DATASET RECORDS ->

#####

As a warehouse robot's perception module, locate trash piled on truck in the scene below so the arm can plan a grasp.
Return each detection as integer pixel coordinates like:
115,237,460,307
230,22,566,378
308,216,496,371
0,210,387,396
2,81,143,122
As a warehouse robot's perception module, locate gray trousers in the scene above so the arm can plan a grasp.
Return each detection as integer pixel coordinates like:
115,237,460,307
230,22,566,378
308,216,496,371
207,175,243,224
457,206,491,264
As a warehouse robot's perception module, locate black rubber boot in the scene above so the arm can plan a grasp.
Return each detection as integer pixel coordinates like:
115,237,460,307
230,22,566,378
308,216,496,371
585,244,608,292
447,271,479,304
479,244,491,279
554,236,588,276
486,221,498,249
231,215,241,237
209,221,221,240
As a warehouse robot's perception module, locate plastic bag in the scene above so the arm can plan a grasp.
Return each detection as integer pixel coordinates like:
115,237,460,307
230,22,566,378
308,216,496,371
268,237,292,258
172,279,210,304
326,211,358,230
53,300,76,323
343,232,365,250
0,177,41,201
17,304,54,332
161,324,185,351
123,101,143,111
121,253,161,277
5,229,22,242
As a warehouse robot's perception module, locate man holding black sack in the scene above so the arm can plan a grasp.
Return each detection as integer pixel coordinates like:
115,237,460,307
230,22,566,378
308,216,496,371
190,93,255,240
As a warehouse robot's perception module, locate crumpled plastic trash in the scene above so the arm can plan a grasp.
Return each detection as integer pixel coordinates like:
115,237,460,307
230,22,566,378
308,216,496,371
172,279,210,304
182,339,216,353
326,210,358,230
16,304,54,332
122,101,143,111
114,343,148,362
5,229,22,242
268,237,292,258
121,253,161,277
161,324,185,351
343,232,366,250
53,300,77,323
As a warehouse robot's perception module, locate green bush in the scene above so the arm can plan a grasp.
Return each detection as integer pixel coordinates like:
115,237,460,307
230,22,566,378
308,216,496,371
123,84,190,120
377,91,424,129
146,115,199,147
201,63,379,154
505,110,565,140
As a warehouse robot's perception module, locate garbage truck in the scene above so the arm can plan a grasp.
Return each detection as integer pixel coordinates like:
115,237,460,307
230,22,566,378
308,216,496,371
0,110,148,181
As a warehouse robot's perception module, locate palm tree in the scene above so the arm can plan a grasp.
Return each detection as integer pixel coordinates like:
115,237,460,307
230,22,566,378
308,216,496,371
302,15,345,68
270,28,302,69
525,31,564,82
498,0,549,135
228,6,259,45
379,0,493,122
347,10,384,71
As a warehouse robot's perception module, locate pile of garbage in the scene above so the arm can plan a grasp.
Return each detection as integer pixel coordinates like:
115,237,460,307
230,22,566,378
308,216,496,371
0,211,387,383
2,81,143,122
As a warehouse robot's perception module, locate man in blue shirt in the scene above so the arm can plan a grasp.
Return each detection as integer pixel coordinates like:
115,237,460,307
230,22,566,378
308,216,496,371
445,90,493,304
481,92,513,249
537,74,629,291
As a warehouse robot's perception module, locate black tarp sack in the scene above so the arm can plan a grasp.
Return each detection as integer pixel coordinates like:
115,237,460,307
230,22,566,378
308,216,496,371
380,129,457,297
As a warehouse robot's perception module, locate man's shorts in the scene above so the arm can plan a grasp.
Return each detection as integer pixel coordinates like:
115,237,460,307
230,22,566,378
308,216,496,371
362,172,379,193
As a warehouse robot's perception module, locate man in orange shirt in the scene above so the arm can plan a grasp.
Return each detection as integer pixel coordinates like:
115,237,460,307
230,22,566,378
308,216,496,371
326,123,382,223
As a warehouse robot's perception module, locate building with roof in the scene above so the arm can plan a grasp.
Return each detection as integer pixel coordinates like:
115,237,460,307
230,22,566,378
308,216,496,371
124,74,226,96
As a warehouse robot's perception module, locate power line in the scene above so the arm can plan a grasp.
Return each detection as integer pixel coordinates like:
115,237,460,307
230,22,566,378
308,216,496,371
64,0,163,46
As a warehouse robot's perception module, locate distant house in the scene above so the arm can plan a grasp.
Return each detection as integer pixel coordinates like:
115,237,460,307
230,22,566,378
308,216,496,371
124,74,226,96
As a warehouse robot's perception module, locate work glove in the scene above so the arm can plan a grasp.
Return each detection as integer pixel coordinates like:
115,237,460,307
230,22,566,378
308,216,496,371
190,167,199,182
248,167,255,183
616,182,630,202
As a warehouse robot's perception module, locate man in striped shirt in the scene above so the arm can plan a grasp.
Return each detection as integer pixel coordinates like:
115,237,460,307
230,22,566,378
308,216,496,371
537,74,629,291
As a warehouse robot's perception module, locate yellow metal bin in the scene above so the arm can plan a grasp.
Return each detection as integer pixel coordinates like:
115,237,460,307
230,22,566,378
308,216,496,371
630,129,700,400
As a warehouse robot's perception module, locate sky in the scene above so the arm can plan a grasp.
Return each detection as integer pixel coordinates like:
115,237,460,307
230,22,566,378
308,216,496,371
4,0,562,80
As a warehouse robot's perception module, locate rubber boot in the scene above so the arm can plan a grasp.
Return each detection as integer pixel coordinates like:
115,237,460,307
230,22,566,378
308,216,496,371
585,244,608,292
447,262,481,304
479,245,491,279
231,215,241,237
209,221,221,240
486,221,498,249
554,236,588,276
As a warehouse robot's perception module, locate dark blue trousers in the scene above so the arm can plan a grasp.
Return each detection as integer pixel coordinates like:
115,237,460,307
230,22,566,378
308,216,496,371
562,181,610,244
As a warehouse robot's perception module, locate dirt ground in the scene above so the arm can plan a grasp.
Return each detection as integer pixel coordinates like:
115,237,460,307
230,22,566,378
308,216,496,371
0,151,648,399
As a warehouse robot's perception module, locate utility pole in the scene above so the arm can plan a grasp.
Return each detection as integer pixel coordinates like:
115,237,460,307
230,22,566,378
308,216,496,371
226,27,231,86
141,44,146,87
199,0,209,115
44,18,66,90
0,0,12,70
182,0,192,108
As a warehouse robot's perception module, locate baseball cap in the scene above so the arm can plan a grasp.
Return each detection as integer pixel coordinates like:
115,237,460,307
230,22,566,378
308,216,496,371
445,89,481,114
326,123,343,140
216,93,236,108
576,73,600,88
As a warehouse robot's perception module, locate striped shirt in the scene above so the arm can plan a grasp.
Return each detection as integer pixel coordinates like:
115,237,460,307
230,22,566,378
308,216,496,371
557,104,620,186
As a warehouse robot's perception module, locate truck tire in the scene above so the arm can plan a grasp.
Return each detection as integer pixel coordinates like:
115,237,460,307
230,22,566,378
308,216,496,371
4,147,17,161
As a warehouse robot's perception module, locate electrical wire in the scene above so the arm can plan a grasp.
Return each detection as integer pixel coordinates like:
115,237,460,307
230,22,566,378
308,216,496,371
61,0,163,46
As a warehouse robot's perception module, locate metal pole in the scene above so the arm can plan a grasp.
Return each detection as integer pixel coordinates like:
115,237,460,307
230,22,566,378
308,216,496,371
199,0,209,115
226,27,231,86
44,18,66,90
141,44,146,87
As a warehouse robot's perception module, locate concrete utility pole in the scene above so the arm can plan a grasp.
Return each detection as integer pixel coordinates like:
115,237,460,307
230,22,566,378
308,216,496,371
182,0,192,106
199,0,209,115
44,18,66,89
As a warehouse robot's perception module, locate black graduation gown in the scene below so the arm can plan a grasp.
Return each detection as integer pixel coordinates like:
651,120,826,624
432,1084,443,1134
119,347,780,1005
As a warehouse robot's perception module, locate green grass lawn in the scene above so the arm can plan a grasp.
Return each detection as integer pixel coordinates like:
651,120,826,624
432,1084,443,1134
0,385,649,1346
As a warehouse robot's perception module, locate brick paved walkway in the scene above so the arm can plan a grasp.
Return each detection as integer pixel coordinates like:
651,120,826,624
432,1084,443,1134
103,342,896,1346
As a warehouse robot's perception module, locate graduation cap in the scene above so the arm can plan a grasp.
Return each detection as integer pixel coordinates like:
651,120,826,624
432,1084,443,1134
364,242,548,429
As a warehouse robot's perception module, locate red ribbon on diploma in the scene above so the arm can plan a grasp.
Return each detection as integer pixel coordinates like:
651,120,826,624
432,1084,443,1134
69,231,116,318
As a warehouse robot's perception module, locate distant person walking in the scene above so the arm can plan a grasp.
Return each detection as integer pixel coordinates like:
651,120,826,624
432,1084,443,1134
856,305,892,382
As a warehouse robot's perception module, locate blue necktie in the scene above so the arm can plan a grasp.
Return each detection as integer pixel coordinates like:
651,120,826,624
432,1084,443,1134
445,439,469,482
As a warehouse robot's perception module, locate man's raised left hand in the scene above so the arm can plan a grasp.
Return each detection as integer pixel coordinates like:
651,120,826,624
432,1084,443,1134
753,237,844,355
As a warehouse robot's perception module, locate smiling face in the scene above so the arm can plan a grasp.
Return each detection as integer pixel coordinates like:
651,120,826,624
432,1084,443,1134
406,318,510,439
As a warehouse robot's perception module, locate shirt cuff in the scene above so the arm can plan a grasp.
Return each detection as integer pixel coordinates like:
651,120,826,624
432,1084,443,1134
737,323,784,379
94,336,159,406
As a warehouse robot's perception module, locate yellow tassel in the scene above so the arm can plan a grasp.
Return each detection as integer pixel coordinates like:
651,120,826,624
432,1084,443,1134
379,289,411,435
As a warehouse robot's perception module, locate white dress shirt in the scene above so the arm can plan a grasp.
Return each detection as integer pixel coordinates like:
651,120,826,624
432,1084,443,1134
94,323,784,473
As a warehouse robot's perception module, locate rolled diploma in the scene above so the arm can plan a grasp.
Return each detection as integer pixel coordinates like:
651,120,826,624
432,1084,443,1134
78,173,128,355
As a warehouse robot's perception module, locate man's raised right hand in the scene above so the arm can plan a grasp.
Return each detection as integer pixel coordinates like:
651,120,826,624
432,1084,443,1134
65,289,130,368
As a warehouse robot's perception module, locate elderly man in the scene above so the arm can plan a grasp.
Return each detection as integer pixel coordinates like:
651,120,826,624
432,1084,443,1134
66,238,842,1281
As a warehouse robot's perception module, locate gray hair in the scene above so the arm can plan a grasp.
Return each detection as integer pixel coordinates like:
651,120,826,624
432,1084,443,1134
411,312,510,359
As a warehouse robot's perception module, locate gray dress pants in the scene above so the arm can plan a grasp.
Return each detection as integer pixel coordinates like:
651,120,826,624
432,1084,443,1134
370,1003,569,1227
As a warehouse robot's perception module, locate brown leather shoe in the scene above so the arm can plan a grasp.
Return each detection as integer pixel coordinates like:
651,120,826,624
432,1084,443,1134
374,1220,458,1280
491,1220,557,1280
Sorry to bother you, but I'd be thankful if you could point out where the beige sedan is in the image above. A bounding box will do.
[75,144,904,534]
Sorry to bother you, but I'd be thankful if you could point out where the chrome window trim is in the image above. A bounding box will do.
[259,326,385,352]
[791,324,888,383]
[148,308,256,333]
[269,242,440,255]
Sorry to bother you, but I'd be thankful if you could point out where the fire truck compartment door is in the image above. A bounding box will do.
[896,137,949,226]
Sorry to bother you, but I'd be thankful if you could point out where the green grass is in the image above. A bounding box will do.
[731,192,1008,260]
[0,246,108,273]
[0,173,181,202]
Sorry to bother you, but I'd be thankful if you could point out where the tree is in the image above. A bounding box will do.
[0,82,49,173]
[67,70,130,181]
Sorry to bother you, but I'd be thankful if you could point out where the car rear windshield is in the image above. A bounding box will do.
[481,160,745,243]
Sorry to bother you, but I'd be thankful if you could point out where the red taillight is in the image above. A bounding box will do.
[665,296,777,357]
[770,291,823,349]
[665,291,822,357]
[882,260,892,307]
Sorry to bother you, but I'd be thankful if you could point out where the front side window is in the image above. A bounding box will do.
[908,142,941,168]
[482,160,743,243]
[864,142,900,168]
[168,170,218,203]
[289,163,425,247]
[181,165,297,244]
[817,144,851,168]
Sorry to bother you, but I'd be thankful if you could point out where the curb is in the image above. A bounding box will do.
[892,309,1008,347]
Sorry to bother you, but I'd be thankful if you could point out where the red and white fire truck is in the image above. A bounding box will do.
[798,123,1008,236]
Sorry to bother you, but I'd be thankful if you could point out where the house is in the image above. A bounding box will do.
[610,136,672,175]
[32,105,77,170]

#####

THE TASK ->
Copy out the records word for word, starting at the line containing "As a warehouse robot's perception module, locate shirt" and ending after the line containing "94,336,159,406".

SOLUTION TO THE EXERCISE ->
As a warehouse robot's perception module, locate shirt cuff in the scene above so the arm can plan a grasp.
Return each detection as integer pixel coordinates like:
651,120,826,624
432,1084,443,1134
737,323,784,379
94,336,159,406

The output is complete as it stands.